→ **TEXT PASSAGE**:

———

Saturday, May 4, 2024

Actually, This Past Quarter, Lilly Spent Even Less Than Merck -- Lobbying (Despite The Insulin Pricing Battle In Congress)...


Part Two, of the likely five part series on Q1 2024 Lobby-Spend trends, now appears for "Fourth Be With You" day. . . .

Lilly has worked diligently since about mid-2021, to lobby Congress to preserve its right to price the later-gen insulin products (and very aggressively -- on the weight loss ones). . . in any manner it likes, in the US. Some of that has succeeded -- some hasn't. And true enough, all the majors spend less during a presidential election year, as Congress is not likely to move major new initiatives, on either side of the coin during 2024.

Even so, Lilly (and to a lesser degree, Merck) are spending far less than would have been expected, here in Q1 2024. [We gave you some granularity on Rahway on Wednesday, here.] This is what Lilly was working to bend Congressional ears on:

. . .Issues related to intellectual property protection and market access within current trade negotiations. Canada IP; USMCA implementation; Mexico patent linkage; Special 301; Trade talks: US-Japan, US-China, US-EU, US-UK, US-India, and US-Brazil. . . .

———

→ **RECORDS SHOWN**:
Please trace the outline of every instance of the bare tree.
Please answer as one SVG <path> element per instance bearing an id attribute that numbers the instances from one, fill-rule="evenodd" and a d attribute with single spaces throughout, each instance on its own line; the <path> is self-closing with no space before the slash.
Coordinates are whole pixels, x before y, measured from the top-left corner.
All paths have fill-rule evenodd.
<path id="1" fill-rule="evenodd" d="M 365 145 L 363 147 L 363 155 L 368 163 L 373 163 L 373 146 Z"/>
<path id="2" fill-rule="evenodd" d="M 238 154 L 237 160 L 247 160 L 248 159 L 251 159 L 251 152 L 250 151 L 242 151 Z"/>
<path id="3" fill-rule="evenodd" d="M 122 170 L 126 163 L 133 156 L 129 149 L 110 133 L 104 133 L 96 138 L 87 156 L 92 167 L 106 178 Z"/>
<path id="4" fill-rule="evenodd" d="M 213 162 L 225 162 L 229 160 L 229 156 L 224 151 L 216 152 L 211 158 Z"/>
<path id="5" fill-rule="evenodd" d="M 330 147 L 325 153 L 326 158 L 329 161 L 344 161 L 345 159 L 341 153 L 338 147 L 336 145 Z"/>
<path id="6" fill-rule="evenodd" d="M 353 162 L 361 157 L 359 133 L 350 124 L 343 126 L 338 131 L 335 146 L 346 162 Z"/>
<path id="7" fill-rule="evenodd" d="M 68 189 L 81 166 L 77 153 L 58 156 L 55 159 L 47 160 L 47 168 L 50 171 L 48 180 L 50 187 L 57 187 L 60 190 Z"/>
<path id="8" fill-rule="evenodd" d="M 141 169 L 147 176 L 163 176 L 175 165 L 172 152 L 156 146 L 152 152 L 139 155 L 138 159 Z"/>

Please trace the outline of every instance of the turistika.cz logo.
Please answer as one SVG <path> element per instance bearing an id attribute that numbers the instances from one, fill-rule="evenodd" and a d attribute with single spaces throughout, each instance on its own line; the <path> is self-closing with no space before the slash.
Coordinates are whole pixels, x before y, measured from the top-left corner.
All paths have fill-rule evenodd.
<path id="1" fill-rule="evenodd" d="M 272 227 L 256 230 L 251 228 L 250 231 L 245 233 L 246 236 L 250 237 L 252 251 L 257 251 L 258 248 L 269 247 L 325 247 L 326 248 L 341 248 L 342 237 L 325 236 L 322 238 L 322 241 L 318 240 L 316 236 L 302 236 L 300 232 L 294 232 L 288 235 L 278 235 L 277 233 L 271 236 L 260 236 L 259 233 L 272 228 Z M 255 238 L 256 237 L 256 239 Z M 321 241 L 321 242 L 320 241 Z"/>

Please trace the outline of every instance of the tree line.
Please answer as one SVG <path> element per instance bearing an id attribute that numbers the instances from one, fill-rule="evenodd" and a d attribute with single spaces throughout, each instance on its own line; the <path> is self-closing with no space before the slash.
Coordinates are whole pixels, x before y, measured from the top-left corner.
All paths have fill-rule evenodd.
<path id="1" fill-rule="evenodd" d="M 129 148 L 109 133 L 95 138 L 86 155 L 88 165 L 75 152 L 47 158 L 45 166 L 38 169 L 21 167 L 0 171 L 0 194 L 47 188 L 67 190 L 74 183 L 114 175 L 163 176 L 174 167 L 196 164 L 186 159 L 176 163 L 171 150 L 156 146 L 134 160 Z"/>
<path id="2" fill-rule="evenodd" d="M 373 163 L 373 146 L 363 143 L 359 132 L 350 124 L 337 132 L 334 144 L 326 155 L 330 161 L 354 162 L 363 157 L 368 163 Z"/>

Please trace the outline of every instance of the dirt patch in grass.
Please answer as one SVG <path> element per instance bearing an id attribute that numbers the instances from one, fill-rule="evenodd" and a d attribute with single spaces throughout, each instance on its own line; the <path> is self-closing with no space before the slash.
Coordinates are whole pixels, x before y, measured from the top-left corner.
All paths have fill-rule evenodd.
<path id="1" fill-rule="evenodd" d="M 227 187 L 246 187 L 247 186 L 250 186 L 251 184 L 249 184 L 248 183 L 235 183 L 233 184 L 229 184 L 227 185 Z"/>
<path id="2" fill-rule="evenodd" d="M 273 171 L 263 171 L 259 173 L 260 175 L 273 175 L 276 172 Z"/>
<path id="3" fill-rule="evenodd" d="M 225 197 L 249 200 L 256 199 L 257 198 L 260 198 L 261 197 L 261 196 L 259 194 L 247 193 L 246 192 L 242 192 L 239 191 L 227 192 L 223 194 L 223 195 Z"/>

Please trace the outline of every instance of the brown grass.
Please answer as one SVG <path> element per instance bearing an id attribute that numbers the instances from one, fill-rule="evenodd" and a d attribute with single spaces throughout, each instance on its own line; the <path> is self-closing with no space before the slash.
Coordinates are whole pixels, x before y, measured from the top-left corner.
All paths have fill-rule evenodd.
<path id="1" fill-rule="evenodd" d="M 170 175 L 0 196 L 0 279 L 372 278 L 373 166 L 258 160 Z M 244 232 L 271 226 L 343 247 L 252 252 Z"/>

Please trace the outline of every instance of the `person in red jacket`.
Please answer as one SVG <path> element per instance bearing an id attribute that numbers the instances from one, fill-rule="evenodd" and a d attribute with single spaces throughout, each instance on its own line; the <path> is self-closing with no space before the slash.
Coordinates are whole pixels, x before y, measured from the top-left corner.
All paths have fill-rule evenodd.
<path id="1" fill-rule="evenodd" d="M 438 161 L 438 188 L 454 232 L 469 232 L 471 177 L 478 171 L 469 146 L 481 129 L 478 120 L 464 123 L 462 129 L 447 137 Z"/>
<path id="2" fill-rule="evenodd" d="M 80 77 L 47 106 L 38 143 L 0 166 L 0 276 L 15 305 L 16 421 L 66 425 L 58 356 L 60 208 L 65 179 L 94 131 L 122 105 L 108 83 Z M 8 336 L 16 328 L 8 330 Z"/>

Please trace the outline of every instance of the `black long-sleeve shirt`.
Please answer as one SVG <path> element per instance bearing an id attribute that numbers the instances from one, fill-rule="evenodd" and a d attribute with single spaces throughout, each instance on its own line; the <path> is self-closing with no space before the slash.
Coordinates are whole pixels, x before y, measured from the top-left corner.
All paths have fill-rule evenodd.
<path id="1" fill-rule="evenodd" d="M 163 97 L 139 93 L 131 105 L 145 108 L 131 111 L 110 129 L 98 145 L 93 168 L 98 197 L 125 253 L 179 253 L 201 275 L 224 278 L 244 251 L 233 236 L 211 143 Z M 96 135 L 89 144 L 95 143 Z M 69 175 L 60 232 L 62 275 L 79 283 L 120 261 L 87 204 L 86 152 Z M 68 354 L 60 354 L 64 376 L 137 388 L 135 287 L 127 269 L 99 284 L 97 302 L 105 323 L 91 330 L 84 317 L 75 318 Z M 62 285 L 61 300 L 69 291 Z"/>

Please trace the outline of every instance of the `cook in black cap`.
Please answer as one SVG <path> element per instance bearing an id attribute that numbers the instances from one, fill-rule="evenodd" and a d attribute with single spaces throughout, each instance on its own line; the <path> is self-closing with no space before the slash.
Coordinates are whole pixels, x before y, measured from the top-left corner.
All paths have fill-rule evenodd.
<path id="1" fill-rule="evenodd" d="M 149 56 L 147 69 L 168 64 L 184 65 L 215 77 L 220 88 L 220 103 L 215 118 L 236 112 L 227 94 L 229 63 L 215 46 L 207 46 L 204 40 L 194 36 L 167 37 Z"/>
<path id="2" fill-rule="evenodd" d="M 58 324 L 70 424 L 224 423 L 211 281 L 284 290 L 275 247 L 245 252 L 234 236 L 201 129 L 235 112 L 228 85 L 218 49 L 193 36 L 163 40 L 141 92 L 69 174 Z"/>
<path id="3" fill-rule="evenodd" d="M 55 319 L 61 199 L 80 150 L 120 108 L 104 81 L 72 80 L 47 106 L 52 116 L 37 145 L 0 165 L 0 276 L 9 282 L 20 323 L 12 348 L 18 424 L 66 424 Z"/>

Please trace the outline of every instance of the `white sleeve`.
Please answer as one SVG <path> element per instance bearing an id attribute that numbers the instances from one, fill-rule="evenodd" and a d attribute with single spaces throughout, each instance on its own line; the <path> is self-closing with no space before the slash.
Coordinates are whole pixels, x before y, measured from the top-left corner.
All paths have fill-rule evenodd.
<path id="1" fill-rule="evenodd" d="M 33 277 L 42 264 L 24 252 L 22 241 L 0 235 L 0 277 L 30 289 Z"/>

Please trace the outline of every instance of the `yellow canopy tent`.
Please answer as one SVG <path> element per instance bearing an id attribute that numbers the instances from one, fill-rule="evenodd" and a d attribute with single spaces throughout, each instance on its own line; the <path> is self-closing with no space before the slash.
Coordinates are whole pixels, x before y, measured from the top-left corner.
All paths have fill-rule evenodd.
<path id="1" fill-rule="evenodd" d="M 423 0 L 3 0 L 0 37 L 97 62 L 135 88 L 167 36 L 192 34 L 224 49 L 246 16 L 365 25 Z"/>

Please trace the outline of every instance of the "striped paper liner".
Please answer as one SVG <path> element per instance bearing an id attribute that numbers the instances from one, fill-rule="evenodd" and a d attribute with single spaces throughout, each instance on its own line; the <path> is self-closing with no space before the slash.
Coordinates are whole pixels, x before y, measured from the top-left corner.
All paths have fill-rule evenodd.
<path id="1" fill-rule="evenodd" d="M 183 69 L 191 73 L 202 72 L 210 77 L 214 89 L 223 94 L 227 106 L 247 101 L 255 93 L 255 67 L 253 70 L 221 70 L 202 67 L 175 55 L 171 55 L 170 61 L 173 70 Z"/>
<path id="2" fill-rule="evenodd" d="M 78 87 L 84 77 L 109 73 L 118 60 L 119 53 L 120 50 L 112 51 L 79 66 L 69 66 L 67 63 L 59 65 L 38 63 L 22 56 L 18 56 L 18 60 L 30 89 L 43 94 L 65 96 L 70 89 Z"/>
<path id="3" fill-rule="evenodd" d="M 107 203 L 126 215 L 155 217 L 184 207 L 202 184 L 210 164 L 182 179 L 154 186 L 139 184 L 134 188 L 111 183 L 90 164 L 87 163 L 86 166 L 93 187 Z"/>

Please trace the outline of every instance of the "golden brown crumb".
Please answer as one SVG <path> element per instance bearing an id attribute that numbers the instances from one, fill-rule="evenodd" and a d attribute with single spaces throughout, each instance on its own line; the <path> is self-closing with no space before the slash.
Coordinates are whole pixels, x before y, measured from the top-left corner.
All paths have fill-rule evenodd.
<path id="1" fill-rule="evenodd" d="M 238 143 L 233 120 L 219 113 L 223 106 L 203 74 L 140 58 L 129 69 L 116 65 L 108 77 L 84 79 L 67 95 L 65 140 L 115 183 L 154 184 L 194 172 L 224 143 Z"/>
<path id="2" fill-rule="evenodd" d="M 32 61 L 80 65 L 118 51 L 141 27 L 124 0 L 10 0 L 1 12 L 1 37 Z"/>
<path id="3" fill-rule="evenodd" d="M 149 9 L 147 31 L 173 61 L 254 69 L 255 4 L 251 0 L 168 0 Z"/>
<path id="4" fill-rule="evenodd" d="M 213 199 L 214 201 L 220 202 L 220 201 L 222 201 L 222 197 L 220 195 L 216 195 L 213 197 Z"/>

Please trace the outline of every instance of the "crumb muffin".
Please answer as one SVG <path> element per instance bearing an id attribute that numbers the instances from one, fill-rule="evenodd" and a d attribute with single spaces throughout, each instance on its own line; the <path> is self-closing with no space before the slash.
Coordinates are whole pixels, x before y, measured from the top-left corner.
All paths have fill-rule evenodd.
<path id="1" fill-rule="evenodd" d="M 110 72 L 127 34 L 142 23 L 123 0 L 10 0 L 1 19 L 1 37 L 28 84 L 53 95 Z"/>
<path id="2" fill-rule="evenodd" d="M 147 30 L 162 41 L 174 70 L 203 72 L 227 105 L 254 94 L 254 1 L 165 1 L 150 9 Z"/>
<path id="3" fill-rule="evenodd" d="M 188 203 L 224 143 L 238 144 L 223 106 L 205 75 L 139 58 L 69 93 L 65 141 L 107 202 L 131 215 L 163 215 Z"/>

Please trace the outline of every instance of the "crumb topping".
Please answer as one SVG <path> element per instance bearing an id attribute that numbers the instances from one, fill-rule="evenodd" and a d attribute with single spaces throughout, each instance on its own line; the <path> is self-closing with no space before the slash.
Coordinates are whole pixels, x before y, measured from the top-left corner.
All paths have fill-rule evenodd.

———

→ **WHAT THE EXERCISE ASKS**: Reproduce word for word the part of the post on Lilly's lobbying that begins with the words containing "Part Two, of" and ends with "coin during 2024.". These rows have nothing to do with the post on Lilly's lobbying.

→ **EXERCISE RESPONSE**:
Part Two, of the likely five part series on Q1 2024 Lobby-Spend trends, now appears for "Fourth Be With You" day. . . .

Lilly has worked diligently since about mid-2021, to lobby Congress to preserve its right to price the later-gen insulin products (and very aggressively -- on the weight loss ones). . . in any manner it likes, in the US. Some of that has succeeded -- some hasn't. And true enough, all the majors spend less during a presidential election year, as Congress is not likely to move major new initiatives, on either side of the coin during 2024.